----- ENTRIES

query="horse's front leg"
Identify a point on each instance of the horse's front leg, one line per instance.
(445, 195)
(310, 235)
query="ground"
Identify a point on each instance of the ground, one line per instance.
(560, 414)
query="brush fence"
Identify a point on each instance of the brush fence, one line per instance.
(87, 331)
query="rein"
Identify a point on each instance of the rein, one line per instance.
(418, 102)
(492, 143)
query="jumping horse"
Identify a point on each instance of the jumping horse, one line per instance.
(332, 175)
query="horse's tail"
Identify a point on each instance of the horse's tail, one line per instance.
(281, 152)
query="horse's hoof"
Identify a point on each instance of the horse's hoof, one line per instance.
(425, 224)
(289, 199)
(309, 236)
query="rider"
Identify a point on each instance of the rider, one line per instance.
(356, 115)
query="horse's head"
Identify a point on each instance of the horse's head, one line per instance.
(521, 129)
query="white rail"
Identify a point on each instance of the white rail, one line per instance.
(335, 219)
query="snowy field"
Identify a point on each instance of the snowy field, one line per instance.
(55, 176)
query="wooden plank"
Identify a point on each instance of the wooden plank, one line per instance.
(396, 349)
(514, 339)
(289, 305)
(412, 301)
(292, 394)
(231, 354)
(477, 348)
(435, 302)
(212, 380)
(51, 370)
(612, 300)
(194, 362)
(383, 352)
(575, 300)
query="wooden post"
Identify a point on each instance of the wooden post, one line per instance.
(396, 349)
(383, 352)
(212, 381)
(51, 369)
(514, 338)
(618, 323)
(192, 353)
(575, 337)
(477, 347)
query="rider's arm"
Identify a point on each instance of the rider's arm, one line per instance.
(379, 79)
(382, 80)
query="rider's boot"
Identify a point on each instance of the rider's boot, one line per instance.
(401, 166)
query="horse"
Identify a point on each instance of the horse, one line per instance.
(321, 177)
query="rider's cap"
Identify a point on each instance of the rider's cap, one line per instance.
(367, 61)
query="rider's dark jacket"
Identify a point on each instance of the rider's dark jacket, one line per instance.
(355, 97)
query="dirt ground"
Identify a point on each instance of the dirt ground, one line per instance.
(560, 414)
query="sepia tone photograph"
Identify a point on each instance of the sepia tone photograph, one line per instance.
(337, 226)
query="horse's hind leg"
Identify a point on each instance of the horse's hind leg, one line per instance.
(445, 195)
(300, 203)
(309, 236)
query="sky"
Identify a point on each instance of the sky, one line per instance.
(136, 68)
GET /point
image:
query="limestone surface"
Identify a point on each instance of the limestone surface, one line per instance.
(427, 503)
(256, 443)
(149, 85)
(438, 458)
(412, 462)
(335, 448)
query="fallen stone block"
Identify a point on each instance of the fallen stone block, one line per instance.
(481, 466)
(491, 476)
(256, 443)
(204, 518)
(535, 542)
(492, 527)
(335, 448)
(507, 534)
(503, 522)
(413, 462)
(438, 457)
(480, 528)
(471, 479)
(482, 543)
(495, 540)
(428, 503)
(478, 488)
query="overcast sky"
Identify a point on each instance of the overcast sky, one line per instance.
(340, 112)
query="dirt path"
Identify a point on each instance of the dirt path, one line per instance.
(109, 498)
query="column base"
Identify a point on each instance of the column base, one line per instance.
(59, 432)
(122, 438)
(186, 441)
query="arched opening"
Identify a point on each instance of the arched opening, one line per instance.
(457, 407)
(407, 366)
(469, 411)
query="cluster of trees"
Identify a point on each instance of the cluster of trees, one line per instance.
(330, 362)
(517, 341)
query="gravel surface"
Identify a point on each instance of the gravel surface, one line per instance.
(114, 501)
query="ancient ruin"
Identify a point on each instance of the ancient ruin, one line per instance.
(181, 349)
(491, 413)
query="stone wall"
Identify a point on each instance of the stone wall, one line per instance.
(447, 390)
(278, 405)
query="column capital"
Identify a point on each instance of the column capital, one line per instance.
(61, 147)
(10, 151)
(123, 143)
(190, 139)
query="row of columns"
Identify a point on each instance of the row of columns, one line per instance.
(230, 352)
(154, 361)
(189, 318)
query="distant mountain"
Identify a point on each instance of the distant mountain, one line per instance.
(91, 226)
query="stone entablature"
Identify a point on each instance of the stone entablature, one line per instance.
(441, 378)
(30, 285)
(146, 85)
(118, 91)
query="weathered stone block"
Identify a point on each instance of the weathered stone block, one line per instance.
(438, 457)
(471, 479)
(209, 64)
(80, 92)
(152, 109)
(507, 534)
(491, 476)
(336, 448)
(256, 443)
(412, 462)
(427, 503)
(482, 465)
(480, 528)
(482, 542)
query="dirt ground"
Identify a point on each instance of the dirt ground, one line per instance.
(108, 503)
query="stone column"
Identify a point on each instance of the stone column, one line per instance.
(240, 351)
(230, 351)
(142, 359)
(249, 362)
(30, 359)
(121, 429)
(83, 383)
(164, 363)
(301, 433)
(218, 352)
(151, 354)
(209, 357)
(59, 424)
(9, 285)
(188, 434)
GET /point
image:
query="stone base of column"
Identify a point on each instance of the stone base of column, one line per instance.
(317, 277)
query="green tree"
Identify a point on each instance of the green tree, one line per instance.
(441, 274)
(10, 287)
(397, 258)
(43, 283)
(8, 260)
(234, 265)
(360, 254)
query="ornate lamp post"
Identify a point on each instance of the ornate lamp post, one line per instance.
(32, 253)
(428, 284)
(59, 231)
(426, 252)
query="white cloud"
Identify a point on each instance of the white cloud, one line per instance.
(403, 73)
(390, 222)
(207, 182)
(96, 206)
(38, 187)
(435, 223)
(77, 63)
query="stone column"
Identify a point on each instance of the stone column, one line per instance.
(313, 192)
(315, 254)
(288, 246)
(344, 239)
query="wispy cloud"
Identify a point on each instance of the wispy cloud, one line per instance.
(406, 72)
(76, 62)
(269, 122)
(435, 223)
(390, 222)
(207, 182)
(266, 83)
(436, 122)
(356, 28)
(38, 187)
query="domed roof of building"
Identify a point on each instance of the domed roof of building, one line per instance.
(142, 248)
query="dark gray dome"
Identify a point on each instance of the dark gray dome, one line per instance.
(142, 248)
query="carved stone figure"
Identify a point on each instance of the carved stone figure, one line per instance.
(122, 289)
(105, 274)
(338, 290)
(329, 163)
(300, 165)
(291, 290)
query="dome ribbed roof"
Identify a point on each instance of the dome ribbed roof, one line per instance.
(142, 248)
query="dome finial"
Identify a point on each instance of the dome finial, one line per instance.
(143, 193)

----------

■ **WHAT TO WORK ON**
Filter the data above, copying every line that contains the word "columns". Case counts.

■ **TASK OUTPUT**
query="row of columns"
Identify a point on each instance of the row of columns, one line per instance.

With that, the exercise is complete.